▸ **Exercise goal**
Repeat the listing below in full, keeping each word as given.

▸ **Records for processing**
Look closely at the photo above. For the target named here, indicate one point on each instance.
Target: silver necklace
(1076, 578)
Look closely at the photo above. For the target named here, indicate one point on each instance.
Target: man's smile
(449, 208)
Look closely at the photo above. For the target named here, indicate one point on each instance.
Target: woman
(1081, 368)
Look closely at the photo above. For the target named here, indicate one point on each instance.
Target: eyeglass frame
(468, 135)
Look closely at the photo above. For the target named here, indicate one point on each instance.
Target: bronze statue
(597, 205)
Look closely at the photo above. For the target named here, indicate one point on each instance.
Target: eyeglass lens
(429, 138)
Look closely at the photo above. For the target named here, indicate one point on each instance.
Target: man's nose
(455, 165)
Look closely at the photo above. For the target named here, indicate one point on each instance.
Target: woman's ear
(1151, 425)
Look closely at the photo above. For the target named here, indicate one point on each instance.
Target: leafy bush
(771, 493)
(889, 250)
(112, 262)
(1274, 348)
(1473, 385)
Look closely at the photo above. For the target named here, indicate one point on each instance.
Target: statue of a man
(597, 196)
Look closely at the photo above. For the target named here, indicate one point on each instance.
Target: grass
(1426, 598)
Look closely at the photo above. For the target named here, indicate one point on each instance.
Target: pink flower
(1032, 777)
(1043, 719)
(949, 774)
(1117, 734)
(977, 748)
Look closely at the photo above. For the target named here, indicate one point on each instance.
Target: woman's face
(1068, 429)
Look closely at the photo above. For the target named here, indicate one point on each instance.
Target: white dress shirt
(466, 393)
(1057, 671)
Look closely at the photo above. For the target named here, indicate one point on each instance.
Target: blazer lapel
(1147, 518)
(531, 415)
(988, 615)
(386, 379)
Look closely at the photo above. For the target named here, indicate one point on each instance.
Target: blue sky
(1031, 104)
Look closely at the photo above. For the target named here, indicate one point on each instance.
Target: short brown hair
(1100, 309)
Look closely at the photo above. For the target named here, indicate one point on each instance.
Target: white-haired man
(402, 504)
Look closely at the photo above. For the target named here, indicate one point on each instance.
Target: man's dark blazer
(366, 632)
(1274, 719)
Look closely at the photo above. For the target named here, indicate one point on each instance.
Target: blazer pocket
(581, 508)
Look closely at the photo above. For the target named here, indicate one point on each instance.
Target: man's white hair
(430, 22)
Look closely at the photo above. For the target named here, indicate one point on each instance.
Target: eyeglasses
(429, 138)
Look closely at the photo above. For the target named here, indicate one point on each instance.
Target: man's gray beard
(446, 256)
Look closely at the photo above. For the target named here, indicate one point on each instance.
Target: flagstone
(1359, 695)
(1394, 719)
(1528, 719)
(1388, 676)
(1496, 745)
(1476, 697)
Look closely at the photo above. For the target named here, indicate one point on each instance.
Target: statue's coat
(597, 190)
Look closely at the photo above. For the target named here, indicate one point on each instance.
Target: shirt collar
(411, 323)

▸ **Written reply**
Look closely at the photo above. For the target named here, indicate one point on each instance.
Target: silver necklace
(1076, 578)
Look closely at the photo above. For the target named here, indicate one point on each instance.
Target: man's smile
(449, 208)
Look closely at the photo above. For the target named here, indicate one point on each instance.
Target: woman
(1081, 368)
Look closely at the photo above. For the target named here, indicate one point on each instance.
Target: eyeglass frame
(468, 135)
Look closely at the photo above. For the target named here, indicate one point on each instance.
Target: bronze statue
(597, 205)
Look closely at the photo above. For the target named here, indicate one point on each instance.
Target: eyeglass lens
(429, 138)
Look closely at the photo above. For the target named here, indicate one point on each instance.
Target: man's nose
(455, 165)
Look closely at the photo above. For the target named here, indicate one point on each instance.
Target: woman's ear
(1151, 425)
Look closely at the photo above. For the target named here, indicate one point on each instance.
Target: leafy bush
(771, 493)
(889, 250)
(112, 262)
(1274, 348)
(1473, 385)
Look closely at the photo above. For the target named here, indicate one point on each instance.
Target: statue of a man
(597, 196)
Look closely at the photo above. For the target named here, indicate one point on each instance.
Target: grass
(1426, 598)
Look closely at the photo above. For the target named here, indicate one point on each instance.
Target: pink flower
(1032, 777)
(1043, 719)
(949, 774)
(1117, 734)
(977, 748)
Look closely at the photo above. For the target named here, indicate one point on each instance.
Target: woman's face
(1068, 429)
Look closely at the photo above. For the target named here, indicate one point on each instance.
Target: white dress shirt
(466, 393)
(1057, 671)
Look closely at the photo above. For the target named here, indicate one point on each instance.
Target: blazer lapel
(1147, 518)
(531, 415)
(988, 615)
(386, 379)
Look closely at the photo above. For the target named here, indicate one point on each instance.
Target: blue sky
(1031, 104)
Look closely at the photo above. For the target named here, indicate one point on each instance.
Target: short brown hair
(1100, 309)
Look closely at the photo above. For the target named here, indicate one point on each instance.
Target: white-haired man
(402, 504)
Look closely at the photo above. For the target named here, indicate one point on each instance.
Target: man's dark blazer
(366, 632)
(1274, 719)
Look closely at the photo above. For the target named here, indicate one point on each instance.
Target: blazer pocket
(581, 508)
Look closely at the photo above. For the target named here, indicate one point on each instance.
Target: man's white hair
(430, 22)
Look closely at the photo above. For the target named here, indicate one point on each instance.
Target: eyeglasses
(429, 138)
Look closely at the photo above. For the target named here, indicate one point on each instance.
Target: man's gray beard
(446, 256)
Look closely at the photo above. For the target named here, indicate one point on each instance.
Target: flagstone
(1359, 695)
(1394, 719)
(1528, 719)
(1388, 676)
(1496, 745)
(1476, 697)
Look closely at the photo above. For the target named here, indicate one point on each instance.
Target: statue's coat
(597, 190)
Look closely at the photo above. For the target named here, indicate one point on each instance.
Target: shirt collar
(411, 323)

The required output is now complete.